Texto citado:

O Código Ambiental do Rio Grande do Sul, que levou nove anos entre debates, audiências e aperfeiçoamentos, foi atropelado pelo governo Eduardo Leite (PSDB) em 2019, primeiro ano de seu primeiro mandato. Seu projeto limou ou alterou 480 pontos da lei ambiental do estado.

O texto original, de 2000, inclusive tivera a ajuda na elaboração de José Lutzenberger, uma das maiores referências em ecologia no Brasil. A ideia atrás da mudança foi a de flexibilizar as exigências e favorecer os empresários, concedendo-lhes, em alguns casos, o próprio auto licenciamento.

Entre a apresentação do projeto de Leite em setembro de 2019 e a aprovação pela sua base de sustentação na Assembleia Legislativa do RS em 11 de dezembro do mesmo, foram apenas 75 dias – só não transcorreu ainda em menor tempo porque uma decisão judicial impediu a tramitação em 30 dias sob regime de urgência. Neste ínterim, houve apenas uma audiência pública, que terminou em bate-boca.

Instruções do exercício: Segundo o texto sobre o Código Ambiental do Rio Grande do Sul, quantos pontos da lei ambiental do estado o projeto do governo limou ou alterou?

(Entradas de apontamento e rotulagem)
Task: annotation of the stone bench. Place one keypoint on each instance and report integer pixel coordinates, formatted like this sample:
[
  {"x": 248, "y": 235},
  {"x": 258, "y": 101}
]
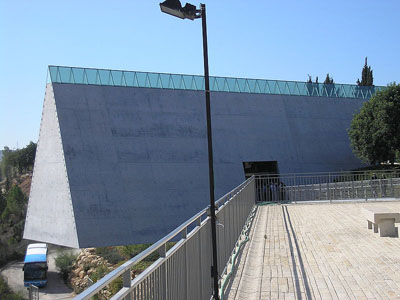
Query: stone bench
[{"x": 382, "y": 220}]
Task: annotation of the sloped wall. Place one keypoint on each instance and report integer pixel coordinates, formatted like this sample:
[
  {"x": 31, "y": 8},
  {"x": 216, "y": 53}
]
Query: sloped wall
[{"x": 136, "y": 158}]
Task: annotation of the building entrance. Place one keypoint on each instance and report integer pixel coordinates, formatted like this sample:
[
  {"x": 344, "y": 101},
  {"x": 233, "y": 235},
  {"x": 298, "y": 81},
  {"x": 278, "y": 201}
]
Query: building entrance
[{"x": 260, "y": 168}]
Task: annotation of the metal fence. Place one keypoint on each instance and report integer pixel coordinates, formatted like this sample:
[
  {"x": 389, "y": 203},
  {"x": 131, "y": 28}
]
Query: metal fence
[
  {"x": 184, "y": 271},
  {"x": 328, "y": 186},
  {"x": 33, "y": 292}
]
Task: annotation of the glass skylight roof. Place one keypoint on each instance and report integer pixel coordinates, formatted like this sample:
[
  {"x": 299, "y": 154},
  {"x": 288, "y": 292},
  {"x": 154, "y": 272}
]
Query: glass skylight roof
[{"x": 73, "y": 75}]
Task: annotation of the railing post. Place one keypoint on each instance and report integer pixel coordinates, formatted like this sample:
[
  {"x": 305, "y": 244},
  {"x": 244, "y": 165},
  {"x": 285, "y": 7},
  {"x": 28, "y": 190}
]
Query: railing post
[
  {"x": 295, "y": 189},
  {"x": 391, "y": 187},
  {"x": 184, "y": 236},
  {"x": 162, "y": 251},
  {"x": 126, "y": 282},
  {"x": 328, "y": 188},
  {"x": 198, "y": 223}
]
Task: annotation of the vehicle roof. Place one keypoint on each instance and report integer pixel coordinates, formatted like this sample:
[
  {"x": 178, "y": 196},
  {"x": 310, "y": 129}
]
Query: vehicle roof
[
  {"x": 36, "y": 253},
  {"x": 37, "y": 245}
]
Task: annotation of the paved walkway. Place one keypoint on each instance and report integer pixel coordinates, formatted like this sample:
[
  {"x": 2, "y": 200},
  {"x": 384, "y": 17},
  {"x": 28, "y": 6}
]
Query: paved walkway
[{"x": 317, "y": 251}]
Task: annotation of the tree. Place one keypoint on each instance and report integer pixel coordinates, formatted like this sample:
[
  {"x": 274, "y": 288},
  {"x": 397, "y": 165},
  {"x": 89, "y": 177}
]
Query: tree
[
  {"x": 374, "y": 131},
  {"x": 367, "y": 78},
  {"x": 328, "y": 79}
]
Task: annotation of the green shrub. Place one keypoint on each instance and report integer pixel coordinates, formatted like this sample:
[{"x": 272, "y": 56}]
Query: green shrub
[
  {"x": 111, "y": 254},
  {"x": 15, "y": 204},
  {"x": 99, "y": 272},
  {"x": 64, "y": 262},
  {"x": 6, "y": 293}
]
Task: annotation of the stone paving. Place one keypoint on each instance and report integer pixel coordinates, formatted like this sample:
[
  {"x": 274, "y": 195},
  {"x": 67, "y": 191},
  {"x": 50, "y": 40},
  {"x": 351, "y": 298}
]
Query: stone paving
[{"x": 316, "y": 251}]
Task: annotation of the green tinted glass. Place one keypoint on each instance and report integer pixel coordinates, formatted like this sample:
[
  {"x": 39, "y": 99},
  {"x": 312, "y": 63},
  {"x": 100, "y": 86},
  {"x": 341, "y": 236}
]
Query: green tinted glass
[{"x": 58, "y": 74}]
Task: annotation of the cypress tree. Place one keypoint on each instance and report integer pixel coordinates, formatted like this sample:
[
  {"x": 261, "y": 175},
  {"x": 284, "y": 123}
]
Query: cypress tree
[{"x": 367, "y": 78}]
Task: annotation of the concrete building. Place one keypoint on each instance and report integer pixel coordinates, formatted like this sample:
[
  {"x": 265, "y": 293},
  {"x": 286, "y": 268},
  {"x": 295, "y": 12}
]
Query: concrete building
[{"x": 122, "y": 156}]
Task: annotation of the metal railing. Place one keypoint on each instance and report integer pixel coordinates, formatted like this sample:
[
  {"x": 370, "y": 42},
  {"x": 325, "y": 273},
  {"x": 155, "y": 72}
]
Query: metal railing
[
  {"x": 184, "y": 271},
  {"x": 328, "y": 186},
  {"x": 89, "y": 76}
]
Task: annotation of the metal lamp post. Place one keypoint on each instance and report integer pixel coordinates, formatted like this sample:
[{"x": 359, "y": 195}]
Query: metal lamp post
[{"x": 189, "y": 11}]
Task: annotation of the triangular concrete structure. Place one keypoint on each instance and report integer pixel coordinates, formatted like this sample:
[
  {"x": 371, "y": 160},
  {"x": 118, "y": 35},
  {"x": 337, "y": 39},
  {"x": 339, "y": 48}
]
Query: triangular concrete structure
[{"x": 50, "y": 215}]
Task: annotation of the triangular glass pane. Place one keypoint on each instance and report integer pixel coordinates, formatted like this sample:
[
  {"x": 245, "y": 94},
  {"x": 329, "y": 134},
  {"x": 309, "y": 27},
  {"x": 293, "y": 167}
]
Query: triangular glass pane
[
  {"x": 177, "y": 81},
  {"x": 241, "y": 84},
  {"x": 110, "y": 78},
  {"x": 220, "y": 83},
  {"x": 213, "y": 84},
  {"x": 232, "y": 86},
  {"x": 147, "y": 83},
  {"x": 300, "y": 88},
  {"x": 193, "y": 85},
  {"x": 187, "y": 81},
  {"x": 261, "y": 85},
  {"x": 269, "y": 86},
  {"x": 85, "y": 77},
  {"x": 78, "y": 75},
  {"x": 153, "y": 78},
  {"x": 104, "y": 76},
  {"x": 352, "y": 91},
  {"x": 246, "y": 86},
  {"x": 277, "y": 89},
  {"x": 329, "y": 89},
  {"x": 339, "y": 90},
  {"x": 91, "y": 76},
  {"x": 53, "y": 73},
  {"x": 199, "y": 80},
  {"x": 164, "y": 80},
  {"x": 308, "y": 88},
  {"x": 225, "y": 88},
  {"x": 252, "y": 85},
  {"x": 286, "y": 91},
  {"x": 129, "y": 78},
  {"x": 117, "y": 77},
  {"x": 171, "y": 82},
  {"x": 65, "y": 74},
  {"x": 324, "y": 92},
  {"x": 98, "y": 81},
  {"x": 292, "y": 87},
  {"x": 141, "y": 79},
  {"x": 346, "y": 91},
  {"x": 123, "y": 80},
  {"x": 334, "y": 91}
]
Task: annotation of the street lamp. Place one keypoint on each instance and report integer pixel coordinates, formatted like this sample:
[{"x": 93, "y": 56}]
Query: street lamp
[{"x": 189, "y": 11}]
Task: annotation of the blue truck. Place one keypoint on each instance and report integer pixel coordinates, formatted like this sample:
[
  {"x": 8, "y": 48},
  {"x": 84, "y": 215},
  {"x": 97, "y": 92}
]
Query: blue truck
[{"x": 35, "y": 265}]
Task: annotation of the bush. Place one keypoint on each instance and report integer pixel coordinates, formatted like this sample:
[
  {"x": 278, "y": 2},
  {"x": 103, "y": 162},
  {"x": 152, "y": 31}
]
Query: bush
[
  {"x": 111, "y": 254},
  {"x": 64, "y": 262},
  {"x": 99, "y": 272},
  {"x": 6, "y": 293}
]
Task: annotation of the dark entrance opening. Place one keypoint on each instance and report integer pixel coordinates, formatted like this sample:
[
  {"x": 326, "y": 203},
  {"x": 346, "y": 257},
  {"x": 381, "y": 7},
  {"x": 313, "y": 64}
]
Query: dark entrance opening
[
  {"x": 269, "y": 187},
  {"x": 260, "y": 168}
]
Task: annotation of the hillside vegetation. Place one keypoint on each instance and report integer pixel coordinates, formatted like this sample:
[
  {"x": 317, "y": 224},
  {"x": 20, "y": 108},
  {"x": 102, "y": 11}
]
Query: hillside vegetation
[{"x": 15, "y": 170}]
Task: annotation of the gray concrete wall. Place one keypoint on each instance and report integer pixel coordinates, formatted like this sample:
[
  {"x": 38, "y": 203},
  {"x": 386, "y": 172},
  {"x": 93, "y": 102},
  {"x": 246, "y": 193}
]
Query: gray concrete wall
[{"x": 136, "y": 158}]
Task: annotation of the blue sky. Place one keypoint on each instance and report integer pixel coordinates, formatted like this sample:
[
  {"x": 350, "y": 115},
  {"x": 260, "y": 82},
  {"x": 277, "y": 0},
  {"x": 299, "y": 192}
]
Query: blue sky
[{"x": 255, "y": 39}]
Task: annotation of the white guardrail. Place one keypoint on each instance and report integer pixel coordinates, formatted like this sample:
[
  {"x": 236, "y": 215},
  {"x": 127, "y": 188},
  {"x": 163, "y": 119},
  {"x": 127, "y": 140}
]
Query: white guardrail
[{"x": 184, "y": 271}]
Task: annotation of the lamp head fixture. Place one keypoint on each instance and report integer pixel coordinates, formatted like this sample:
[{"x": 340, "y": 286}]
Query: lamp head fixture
[{"x": 174, "y": 8}]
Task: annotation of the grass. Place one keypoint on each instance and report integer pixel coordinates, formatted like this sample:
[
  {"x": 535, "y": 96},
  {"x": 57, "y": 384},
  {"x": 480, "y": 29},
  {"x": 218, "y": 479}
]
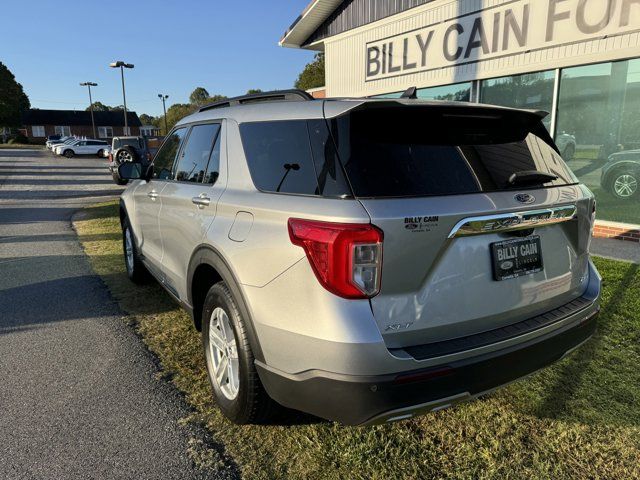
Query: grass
[
  {"x": 577, "y": 419},
  {"x": 14, "y": 146},
  {"x": 616, "y": 210}
]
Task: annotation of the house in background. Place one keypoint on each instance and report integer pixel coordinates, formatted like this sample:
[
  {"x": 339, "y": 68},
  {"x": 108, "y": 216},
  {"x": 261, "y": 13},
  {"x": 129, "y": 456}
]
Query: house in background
[{"x": 39, "y": 124}]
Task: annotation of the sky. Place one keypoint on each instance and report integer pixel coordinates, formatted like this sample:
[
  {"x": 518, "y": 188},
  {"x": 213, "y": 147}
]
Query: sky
[{"x": 226, "y": 47}]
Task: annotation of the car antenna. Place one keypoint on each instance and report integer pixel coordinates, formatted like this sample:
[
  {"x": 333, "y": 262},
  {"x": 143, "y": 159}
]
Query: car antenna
[{"x": 410, "y": 93}]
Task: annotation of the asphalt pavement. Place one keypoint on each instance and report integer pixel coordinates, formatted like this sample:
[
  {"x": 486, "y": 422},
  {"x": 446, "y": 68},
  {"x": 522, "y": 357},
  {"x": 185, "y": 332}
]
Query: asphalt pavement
[{"x": 79, "y": 392}]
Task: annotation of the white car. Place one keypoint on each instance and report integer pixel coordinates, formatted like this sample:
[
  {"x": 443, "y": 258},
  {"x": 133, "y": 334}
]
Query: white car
[
  {"x": 50, "y": 144},
  {"x": 82, "y": 147}
]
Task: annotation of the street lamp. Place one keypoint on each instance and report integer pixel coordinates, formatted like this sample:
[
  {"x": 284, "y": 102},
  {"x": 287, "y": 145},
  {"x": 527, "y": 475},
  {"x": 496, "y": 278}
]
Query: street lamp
[
  {"x": 163, "y": 98},
  {"x": 122, "y": 65},
  {"x": 93, "y": 122}
]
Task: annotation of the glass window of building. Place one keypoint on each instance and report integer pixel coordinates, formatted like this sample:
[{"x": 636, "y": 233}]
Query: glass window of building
[
  {"x": 531, "y": 90},
  {"x": 459, "y": 92},
  {"x": 598, "y": 132}
]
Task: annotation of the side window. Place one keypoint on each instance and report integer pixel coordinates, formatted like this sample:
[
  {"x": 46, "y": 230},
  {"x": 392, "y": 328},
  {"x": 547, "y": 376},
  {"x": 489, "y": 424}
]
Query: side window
[
  {"x": 163, "y": 161},
  {"x": 194, "y": 156},
  {"x": 213, "y": 169},
  {"x": 279, "y": 156}
]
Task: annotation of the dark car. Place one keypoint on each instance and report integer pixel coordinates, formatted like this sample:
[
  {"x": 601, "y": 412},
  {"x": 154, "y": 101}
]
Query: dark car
[
  {"x": 621, "y": 174},
  {"x": 127, "y": 149}
]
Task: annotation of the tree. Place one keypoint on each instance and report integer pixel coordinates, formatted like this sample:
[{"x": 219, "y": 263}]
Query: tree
[
  {"x": 199, "y": 96},
  {"x": 176, "y": 112},
  {"x": 313, "y": 74},
  {"x": 13, "y": 101}
]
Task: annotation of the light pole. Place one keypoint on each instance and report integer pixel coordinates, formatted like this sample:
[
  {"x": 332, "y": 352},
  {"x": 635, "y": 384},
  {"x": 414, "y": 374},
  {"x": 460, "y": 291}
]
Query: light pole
[
  {"x": 164, "y": 107},
  {"x": 93, "y": 122},
  {"x": 122, "y": 65}
]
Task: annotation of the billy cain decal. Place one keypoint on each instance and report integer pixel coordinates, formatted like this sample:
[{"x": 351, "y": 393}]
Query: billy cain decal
[{"x": 516, "y": 26}]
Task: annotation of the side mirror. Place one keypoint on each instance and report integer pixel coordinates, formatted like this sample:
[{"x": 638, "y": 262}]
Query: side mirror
[{"x": 131, "y": 171}]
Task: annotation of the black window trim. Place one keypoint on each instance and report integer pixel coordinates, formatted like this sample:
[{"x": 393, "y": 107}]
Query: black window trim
[
  {"x": 189, "y": 126},
  {"x": 166, "y": 138}
]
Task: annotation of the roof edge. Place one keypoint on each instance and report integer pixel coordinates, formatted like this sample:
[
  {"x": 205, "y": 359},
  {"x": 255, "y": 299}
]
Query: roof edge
[{"x": 308, "y": 22}]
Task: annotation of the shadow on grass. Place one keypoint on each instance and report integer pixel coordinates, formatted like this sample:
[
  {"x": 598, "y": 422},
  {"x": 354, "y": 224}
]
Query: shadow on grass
[
  {"x": 574, "y": 371},
  {"x": 59, "y": 237}
]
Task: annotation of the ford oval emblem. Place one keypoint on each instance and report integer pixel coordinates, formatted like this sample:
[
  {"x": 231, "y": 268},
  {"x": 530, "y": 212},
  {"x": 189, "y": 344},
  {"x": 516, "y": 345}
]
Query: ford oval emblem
[{"x": 525, "y": 198}]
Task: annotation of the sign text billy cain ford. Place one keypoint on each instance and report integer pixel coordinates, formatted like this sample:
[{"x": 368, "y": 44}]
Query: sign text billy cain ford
[{"x": 498, "y": 31}]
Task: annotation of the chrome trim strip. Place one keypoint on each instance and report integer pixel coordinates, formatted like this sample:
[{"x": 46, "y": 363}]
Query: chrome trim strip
[{"x": 507, "y": 222}]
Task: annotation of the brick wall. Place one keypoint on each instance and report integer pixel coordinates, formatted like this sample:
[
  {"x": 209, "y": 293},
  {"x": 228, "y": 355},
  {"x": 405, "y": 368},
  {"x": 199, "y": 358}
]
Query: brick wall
[
  {"x": 619, "y": 231},
  {"x": 79, "y": 130}
]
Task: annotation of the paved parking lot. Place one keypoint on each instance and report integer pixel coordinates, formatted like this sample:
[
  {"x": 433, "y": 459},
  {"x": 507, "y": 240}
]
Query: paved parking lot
[{"x": 79, "y": 397}]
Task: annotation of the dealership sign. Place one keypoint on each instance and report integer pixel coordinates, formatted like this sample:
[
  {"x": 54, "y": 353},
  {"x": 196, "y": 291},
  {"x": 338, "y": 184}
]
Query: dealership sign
[{"x": 514, "y": 27}]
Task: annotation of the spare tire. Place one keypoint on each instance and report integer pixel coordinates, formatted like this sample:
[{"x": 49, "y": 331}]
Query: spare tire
[{"x": 126, "y": 154}]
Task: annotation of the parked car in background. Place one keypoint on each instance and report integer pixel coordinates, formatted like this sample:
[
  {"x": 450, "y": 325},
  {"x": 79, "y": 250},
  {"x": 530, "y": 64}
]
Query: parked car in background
[
  {"x": 82, "y": 147},
  {"x": 127, "y": 149},
  {"x": 621, "y": 175},
  {"x": 341, "y": 259},
  {"x": 51, "y": 143},
  {"x": 567, "y": 145}
]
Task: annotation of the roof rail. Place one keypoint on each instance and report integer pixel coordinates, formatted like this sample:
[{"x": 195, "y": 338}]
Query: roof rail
[{"x": 276, "y": 95}]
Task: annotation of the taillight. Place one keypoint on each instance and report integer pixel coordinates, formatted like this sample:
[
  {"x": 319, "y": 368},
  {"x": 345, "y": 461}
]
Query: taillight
[{"x": 346, "y": 257}]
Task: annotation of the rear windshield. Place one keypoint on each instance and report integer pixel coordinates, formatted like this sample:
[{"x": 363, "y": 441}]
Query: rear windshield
[
  {"x": 402, "y": 152},
  {"x": 406, "y": 152}
]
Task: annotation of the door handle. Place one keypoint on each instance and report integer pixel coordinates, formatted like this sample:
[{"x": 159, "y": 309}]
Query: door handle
[{"x": 201, "y": 200}]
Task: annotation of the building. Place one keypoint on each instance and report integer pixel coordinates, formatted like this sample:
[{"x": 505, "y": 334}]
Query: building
[
  {"x": 39, "y": 124},
  {"x": 577, "y": 59},
  {"x": 149, "y": 131}
]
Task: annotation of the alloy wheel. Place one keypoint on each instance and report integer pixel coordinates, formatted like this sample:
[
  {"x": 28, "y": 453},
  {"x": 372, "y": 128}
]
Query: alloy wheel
[
  {"x": 224, "y": 354},
  {"x": 625, "y": 186}
]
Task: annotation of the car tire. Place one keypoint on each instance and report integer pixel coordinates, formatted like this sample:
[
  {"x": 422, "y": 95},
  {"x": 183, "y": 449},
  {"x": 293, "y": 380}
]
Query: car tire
[
  {"x": 624, "y": 184},
  {"x": 136, "y": 271},
  {"x": 569, "y": 153},
  {"x": 126, "y": 154},
  {"x": 118, "y": 180},
  {"x": 237, "y": 388}
]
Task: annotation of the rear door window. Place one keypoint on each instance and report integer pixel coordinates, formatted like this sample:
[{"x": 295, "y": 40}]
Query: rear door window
[
  {"x": 164, "y": 160},
  {"x": 295, "y": 157},
  {"x": 194, "y": 156},
  {"x": 279, "y": 156}
]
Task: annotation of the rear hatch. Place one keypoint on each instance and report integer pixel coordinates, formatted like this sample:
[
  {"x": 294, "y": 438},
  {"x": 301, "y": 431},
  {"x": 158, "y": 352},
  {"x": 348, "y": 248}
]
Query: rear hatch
[{"x": 468, "y": 247}]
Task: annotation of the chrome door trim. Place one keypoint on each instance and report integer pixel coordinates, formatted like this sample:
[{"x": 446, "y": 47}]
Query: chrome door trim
[{"x": 513, "y": 221}]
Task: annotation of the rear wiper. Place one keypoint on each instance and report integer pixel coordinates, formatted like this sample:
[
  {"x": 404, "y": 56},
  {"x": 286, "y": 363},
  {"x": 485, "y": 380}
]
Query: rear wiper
[{"x": 531, "y": 177}]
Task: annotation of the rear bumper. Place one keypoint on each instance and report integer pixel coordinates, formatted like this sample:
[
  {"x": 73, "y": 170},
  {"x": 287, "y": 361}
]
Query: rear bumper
[{"x": 355, "y": 400}]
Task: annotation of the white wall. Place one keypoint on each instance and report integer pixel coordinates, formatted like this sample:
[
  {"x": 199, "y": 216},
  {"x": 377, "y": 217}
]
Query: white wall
[{"x": 548, "y": 34}]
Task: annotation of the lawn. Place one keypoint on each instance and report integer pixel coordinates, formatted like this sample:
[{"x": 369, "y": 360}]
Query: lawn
[
  {"x": 577, "y": 419},
  {"x": 616, "y": 210}
]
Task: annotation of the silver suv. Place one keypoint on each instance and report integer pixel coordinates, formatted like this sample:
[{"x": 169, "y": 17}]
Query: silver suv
[{"x": 365, "y": 260}]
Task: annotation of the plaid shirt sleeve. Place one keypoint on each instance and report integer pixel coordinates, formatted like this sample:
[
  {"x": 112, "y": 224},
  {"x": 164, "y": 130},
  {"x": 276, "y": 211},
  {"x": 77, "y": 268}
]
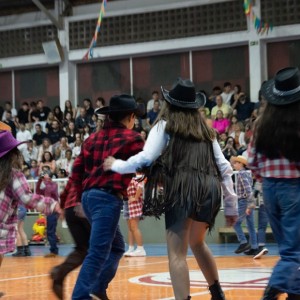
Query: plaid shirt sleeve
[{"x": 22, "y": 192}]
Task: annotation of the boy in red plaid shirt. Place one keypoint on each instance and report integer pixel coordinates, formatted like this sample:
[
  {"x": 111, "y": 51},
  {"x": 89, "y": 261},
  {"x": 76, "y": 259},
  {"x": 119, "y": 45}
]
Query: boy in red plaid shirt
[{"x": 133, "y": 212}]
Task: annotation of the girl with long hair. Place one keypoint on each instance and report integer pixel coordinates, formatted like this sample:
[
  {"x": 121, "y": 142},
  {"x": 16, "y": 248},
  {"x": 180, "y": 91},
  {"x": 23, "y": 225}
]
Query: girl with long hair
[
  {"x": 274, "y": 157},
  {"x": 192, "y": 170}
]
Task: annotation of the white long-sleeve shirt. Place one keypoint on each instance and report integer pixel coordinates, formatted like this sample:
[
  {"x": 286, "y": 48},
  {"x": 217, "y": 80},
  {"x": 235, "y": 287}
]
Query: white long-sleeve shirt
[{"x": 155, "y": 144}]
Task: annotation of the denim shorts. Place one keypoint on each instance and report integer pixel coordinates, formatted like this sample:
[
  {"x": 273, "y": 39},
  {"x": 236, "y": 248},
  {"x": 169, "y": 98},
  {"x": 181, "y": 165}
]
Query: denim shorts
[{"x": 21, "y": 213}]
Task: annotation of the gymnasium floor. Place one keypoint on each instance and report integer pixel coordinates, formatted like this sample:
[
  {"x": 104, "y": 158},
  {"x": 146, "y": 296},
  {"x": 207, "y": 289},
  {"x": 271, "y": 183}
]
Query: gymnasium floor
[{"x": 141, "y": 278}]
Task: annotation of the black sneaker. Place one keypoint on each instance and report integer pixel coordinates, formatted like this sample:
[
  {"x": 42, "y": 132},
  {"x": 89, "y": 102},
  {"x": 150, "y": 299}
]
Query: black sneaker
[
  {"x": 242, "y": 248},
  {"x": 251, "y": 252},
  {"x": 260, "y": 252}
]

Resultado final: O projeto limou ou alterou 480 pontos da lei ambiental do estado.